What is expected: Copy nothing but the lines from the opening of the entries through the line that contains "Target: bird's belly", exactly as written. Drop the pictures.

────────────────

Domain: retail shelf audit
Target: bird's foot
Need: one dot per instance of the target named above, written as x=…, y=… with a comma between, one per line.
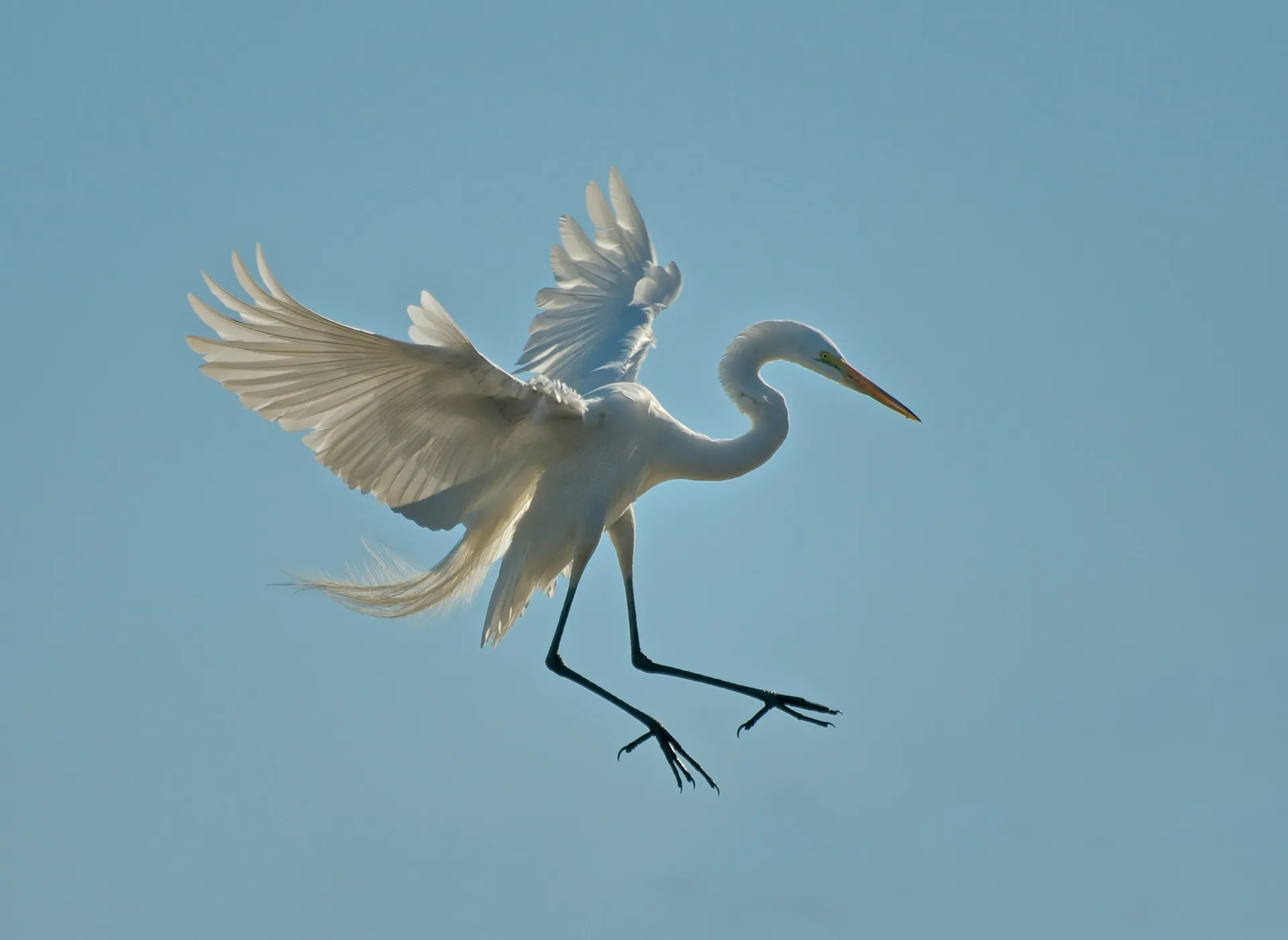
x=674, y=753
x=789, y=703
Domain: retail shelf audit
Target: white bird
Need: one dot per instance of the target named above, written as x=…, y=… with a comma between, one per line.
x=535, y=470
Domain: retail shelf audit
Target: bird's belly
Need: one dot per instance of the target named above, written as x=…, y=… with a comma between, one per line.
x=594, y=484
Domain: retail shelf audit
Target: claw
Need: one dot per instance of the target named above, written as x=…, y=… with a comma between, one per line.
x=785, y=703
x=676, y=758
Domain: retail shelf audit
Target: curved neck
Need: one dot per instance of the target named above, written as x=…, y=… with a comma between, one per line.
x=704, y=459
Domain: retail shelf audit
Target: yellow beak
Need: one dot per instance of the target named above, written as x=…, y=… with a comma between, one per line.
x=861, y=382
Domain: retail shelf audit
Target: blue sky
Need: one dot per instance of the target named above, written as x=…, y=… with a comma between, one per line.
x=1053, y=615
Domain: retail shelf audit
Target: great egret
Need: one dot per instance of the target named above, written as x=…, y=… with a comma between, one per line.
x=536, y=470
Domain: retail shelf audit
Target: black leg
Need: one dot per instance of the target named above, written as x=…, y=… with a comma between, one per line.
x=672, y=749
x=771, y=700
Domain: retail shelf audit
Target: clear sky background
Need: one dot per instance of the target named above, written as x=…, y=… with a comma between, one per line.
x=1054, y=615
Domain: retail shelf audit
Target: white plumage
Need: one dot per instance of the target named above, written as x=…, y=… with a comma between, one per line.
x=535, y=470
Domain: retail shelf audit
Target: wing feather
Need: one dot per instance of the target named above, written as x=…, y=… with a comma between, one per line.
x=596, y=325
x=401, y=420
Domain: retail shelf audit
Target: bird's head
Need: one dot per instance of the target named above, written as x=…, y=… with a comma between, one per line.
x=817, y=353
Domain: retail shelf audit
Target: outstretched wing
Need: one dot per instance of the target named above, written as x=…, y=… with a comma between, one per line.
x=596, y=326
x=403, y=421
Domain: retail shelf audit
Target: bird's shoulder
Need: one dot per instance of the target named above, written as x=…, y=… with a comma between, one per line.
x=621, y=402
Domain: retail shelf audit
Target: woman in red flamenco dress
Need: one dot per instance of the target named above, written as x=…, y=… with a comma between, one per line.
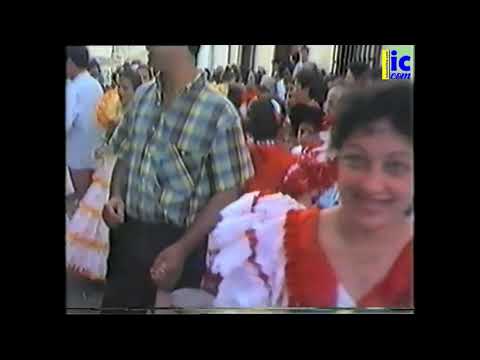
x=270, y=250
x=270, y=155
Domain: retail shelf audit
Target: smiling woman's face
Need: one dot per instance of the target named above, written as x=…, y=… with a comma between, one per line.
x=375, y=176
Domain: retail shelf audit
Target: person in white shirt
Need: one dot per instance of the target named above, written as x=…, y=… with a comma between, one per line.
x=83, y=136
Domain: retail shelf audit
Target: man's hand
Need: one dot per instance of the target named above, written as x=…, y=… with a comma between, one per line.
x=114, y=212
x=168, y=267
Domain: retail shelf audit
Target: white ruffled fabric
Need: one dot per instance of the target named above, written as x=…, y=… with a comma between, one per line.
x=229, y=251
x=69, y=189
x=89, y=256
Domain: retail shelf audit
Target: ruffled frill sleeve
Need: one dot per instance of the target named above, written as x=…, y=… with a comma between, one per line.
x=271, y=164
x=109, y=110
x=245, y=251
x=87, y=243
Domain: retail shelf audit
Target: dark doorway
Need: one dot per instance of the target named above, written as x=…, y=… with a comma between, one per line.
x=247, y=56
x=282, y=53
x=343, y=55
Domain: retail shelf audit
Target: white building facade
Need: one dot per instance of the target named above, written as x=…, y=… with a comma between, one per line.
x=211, y=56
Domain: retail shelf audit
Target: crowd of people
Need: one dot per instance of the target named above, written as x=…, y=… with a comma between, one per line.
x=237, y=188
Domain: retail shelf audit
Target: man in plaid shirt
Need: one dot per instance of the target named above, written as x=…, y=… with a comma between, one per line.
x=182, y=160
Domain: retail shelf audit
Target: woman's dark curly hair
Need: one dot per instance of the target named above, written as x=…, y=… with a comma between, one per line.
x=392, y=100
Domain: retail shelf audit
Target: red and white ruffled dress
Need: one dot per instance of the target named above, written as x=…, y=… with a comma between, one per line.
x=265, y=253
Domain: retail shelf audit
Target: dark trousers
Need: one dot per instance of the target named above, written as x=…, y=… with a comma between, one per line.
x=133, y=248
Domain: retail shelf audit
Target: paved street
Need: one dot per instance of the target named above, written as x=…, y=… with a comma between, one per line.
x=81, y=294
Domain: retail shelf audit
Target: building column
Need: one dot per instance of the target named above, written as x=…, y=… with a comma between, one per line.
x=220, y=55
x=203, y=60
x=322, y=56
x=264, y=57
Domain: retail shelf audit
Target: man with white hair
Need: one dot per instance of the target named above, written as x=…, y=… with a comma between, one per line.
x=333, y=97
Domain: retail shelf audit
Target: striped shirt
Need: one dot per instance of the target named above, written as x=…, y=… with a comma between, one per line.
x=181, y=156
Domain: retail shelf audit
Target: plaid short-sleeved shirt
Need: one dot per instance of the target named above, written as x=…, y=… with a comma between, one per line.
x=180, y=157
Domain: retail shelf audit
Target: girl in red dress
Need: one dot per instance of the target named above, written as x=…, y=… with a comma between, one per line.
x=269, y=250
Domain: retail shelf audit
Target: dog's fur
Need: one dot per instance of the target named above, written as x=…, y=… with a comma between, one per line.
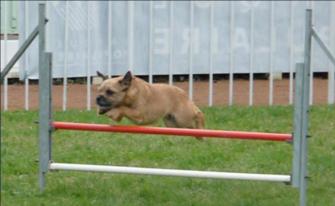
x=144, y=103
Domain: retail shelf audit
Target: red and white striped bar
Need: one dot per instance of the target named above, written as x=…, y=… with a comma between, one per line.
x=205, y=133
x=169, y=172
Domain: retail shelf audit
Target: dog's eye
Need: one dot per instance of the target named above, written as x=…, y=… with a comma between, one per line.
x=109, y=92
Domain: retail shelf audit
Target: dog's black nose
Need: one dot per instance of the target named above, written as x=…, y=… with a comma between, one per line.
x=99, y=99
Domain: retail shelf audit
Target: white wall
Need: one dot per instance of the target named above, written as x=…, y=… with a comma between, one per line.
x=261, y=36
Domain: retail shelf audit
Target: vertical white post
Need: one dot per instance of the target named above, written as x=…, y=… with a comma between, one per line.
x=5, y=94
x=211, y=19
x=251, y=59
x=311, y=6
x=88, y=60
x=190, y=78
x=231, y=53
x=65, y=66
x=331, y=73
x=150, y=40
x=171, y=44
x=271, y=53
x=292, y=51
x=130, y=34
x=109, y=55
x=26, y=59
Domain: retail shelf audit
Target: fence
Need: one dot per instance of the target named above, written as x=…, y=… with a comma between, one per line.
x=298, y=178
x=174, y=38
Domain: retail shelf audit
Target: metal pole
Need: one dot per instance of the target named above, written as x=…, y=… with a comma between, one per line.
x=44, y=101
x=231, y=53
x=305, y=108
x=19, y=53
x=297, y=124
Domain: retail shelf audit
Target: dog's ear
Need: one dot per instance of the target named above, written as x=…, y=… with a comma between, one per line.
x=126, y=81
x=104, y=77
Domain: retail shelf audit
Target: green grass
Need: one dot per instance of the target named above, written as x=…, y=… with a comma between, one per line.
x=19, y=162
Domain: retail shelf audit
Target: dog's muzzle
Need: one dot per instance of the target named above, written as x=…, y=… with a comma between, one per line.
x=104, y=104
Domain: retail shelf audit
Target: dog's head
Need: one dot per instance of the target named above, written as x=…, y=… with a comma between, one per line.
x=112, y=91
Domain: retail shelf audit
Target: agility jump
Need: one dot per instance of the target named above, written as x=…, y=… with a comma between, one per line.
x=298, y=177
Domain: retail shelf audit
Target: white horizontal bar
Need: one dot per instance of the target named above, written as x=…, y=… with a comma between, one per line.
x=170, y=172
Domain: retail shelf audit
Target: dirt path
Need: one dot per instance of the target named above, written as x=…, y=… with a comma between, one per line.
x=77, y=93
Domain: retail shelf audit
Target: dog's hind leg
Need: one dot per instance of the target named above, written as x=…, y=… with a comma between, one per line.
x=199, y=120
x=170, y=121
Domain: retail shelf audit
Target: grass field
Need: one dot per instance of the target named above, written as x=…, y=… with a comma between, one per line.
x=19, y=162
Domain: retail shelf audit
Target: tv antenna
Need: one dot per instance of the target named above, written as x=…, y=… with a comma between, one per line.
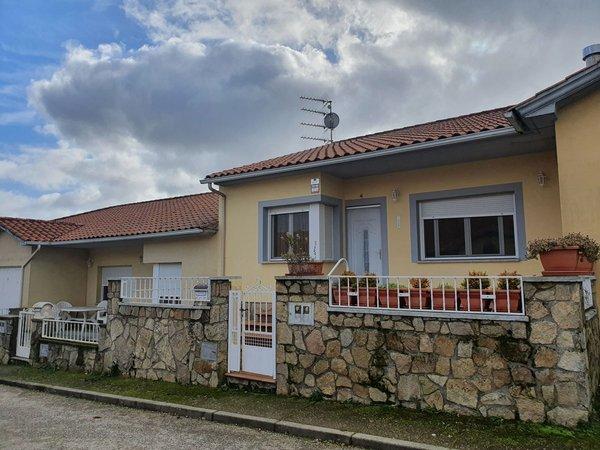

────────────────

Written response:
Domain: retail shelf audit
Target: bird's foot
Need: one dot per instance of the target named above, written as x=…, y=… with a comma between, one per line.
x=674, y=753
x=789, y=703
Domain: retail shelf audit
Target: white bird
Need: one dot per instance of the target named above, written as x=…, y=… with a comma between, one per line.
x=535, y=470
Domain: retail shelf audit
Target: bird's belly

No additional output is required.